**AIM OF THE EXERCISE**
Output only an exact transcription of the line containing "Target: bare soil" and all lines that follow it in the data below.

Saved entries
──────────────────────────────

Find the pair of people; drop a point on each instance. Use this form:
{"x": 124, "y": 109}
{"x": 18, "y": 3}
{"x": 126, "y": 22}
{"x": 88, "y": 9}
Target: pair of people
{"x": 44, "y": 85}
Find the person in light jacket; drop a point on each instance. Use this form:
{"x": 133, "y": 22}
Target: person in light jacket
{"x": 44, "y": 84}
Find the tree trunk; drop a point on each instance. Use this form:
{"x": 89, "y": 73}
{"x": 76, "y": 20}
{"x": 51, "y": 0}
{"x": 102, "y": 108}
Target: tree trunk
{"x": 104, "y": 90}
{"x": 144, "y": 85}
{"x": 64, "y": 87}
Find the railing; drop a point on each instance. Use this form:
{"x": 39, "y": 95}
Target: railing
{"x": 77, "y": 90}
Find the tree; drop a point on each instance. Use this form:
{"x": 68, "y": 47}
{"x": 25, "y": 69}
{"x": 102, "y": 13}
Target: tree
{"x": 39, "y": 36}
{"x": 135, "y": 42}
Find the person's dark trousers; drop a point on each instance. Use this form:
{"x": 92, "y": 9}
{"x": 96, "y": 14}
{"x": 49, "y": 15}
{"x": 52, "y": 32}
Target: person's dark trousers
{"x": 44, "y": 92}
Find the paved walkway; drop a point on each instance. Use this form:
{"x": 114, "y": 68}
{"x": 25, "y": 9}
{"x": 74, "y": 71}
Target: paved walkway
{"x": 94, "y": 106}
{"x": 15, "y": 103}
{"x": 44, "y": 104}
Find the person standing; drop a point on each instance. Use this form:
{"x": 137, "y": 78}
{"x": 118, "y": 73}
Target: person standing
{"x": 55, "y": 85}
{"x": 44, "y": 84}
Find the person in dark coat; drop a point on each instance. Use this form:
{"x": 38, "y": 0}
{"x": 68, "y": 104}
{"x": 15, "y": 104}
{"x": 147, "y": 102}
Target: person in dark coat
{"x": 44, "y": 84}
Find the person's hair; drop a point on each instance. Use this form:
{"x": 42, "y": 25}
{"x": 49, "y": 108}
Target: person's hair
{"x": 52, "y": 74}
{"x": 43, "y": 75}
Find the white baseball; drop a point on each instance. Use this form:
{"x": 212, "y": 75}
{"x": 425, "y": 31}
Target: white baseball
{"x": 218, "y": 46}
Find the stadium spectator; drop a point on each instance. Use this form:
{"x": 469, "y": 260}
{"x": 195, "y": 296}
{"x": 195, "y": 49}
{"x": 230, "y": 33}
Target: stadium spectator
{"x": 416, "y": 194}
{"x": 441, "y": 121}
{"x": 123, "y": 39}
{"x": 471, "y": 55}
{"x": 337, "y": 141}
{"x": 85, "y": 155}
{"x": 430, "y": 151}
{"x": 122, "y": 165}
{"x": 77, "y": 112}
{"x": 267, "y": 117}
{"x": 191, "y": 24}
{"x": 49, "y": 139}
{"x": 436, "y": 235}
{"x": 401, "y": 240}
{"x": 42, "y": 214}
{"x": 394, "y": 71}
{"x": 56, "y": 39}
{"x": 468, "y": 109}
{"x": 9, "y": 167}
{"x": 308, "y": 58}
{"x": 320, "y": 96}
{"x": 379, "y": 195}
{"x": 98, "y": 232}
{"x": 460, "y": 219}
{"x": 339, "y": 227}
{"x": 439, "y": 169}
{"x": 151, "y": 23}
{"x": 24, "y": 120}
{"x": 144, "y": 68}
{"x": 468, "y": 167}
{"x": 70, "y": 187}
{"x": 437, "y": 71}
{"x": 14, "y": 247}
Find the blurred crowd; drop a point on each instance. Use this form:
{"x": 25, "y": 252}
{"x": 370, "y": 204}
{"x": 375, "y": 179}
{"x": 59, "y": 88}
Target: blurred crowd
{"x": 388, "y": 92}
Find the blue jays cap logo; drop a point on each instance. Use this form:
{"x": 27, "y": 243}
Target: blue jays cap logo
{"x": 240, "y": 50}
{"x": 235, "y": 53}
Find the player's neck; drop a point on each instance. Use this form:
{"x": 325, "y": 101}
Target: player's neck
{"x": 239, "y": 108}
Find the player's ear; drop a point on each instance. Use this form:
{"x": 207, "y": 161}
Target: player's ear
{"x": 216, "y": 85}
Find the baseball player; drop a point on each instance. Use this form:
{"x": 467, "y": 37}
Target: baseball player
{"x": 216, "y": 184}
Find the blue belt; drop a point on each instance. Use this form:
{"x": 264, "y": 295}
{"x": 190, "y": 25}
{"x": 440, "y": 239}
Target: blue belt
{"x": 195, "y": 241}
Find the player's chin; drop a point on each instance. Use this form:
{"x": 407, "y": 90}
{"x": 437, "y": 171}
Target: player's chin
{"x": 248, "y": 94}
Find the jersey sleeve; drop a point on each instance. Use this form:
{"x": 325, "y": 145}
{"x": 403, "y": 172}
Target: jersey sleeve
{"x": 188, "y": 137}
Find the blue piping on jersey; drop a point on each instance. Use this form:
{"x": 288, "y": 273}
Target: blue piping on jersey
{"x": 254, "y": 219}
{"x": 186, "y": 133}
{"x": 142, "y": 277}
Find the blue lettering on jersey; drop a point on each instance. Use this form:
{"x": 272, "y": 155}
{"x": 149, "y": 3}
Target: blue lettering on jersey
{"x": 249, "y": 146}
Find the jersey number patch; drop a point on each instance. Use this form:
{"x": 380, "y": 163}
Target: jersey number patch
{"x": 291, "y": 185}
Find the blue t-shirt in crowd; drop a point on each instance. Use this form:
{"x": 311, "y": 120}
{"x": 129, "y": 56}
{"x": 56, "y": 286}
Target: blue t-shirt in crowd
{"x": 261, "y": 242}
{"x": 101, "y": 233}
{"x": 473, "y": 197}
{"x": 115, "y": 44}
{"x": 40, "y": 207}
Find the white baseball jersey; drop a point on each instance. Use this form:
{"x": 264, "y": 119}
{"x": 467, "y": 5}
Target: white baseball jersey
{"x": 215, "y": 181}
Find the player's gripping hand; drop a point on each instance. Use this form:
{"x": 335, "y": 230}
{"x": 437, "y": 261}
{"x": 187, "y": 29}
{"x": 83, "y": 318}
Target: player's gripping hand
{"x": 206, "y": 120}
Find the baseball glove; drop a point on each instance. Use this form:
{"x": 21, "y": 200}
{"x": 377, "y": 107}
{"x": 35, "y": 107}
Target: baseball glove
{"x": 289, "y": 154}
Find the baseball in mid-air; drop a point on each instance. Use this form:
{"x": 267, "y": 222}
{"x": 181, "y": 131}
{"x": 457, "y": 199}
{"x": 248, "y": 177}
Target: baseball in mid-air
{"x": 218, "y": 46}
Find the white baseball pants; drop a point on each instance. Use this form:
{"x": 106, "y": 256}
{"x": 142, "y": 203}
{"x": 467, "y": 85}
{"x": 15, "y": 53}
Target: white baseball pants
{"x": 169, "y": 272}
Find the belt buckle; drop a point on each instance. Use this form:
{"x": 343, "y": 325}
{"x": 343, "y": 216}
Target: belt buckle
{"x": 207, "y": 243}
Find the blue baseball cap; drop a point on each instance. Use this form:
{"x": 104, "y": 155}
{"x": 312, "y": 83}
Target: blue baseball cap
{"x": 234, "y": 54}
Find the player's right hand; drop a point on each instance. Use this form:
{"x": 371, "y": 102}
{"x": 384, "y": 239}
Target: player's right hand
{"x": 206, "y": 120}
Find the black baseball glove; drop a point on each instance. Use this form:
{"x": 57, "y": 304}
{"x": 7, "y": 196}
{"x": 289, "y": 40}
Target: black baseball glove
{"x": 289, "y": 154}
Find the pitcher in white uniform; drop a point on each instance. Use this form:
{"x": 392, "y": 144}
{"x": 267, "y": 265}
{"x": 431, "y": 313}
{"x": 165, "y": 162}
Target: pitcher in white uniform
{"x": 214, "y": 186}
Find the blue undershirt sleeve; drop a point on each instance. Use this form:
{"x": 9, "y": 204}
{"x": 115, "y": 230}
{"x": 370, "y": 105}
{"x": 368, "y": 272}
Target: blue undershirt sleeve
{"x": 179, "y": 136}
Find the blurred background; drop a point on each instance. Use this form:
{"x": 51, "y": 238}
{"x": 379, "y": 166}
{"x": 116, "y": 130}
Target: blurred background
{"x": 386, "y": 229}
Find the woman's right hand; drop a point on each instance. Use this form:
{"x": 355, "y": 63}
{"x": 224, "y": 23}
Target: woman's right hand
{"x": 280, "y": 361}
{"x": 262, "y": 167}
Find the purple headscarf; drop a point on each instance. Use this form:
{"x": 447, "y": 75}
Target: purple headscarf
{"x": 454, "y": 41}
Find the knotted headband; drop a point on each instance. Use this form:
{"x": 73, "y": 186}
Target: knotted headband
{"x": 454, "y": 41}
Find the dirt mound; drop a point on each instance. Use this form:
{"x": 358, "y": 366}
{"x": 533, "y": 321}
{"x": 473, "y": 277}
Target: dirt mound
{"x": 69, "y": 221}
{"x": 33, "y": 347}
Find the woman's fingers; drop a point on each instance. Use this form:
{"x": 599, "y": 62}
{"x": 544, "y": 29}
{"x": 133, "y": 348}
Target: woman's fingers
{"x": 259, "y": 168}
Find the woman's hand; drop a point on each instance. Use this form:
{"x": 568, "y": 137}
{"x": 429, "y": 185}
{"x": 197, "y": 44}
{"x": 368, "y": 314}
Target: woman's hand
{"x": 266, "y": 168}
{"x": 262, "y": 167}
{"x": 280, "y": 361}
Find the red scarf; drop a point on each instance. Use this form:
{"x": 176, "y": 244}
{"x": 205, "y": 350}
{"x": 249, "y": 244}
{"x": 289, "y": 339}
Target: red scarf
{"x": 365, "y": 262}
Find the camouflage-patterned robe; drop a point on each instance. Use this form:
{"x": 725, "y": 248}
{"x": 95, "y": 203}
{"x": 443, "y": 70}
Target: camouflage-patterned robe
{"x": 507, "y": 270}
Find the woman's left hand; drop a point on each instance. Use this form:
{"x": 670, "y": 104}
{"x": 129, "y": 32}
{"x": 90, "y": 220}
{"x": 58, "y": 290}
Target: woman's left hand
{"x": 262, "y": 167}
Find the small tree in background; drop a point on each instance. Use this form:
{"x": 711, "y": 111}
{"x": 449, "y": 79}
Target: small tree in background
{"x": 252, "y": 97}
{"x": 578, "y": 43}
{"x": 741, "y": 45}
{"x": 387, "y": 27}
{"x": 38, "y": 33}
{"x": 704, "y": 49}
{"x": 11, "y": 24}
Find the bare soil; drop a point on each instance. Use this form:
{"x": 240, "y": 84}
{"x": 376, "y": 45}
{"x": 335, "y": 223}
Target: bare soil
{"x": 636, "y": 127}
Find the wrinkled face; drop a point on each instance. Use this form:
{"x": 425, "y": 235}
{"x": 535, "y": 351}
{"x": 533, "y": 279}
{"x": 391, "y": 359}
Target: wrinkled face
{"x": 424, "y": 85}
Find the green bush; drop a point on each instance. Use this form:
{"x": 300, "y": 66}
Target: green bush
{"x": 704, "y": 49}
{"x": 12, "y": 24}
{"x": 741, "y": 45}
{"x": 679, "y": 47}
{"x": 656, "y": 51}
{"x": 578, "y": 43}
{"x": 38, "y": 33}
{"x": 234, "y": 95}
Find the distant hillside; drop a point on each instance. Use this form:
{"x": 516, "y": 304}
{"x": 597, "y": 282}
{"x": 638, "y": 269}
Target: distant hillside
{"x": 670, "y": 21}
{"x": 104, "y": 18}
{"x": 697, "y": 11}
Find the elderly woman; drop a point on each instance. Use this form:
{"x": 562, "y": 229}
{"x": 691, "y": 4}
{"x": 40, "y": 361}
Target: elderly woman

──────────────────────────────

**TASK RESPONSE**
Target: bare soil
{"x": 636, "y": 127}
Find the wrinkled face; drop a point on each instance. Use this form:
{"x": 425, "y": 235}
{"x": 535, "y": 351}
{"x": 533, "y": 279}
{"x": 391, "y": 359}
Target: wrinkled face
{"x": 424, "y": 85}
Find the green bush; drop a point on each instance. Use this form:
{"x": 300, "y": 66}
Target: green bush
{"x": 704, "y": 49}
{"x": 12, "y": 24}
{"x": 741, "y": 45}
{"x": 679, "y": 47}
{"x": 656, "y": 51}
{"x": 578, "y": 43}
{"x": 38, "y": 33}
{"x": 234, "y": 95}
Find the distant hillside; drop a point on each instance. Use this form:
{"x": 516, "y": 304}
{"x": 597, "y": 282}
{"x": 638, "y": 269}
Target: distant hillside
{"x": 670, "y": 21}
{"x": 104, "y": 18}
{"x": 697, "y": 11}
Find the elderly woman; drop a point on each instance. Use this form:
{"x": 562, "y": 229}
{"x": 691, "y": 4}
{"x": 40, "y": 361}
Target: elderly woman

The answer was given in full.